— start Extracted data —
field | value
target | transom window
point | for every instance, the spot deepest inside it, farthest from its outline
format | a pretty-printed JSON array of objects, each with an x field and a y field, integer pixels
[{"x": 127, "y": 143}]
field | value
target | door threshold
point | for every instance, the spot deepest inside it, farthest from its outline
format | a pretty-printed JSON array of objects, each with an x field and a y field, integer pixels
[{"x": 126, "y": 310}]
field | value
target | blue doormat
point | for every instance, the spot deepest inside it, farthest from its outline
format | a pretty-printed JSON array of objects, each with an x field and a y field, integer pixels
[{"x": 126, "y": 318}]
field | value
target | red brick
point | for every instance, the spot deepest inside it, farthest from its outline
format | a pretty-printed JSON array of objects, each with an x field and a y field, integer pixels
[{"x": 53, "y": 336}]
— end Extracted data —
Directions: Render all four records as a two-column CSV with the header input,output, with one row per record. Put each record's text under input and its answer under output, each as a single double-quoted field with line breaks replaced by spaces.

Written answer:
input,output
"field | value target | transom window point | for every instance, the spot deepest inside it, farthest from its outline format | a pretty-printed JSON array of objects, each with an x field and a y field, integer pixels","[{""x"": 127, ""y"": 143}]"
"field | value target | door threshold point | for every instance, the spot deepest inside it, farthest from its outline format | a pretty-printed JSON array of objects, each with an x field and a y field, integer pixels","[{""x"": 126, ""y"": 310}]"
"field | value target | blue doormat point | for every instance, the spot deepest inside it, farthest from its outline format | a pretty-printed JSON array of objects, each with an x field and a y field, integer pixels","[{""x"": 126, ""y"": 318}]"
"field | value target | red brick point | for every instance, the spot deepest inside it, farthest from its outline format | a pretty-printed JSON array of objects, each with an x field and a y field, integer pixels","[{""x"": 53, ""y"": 336}]"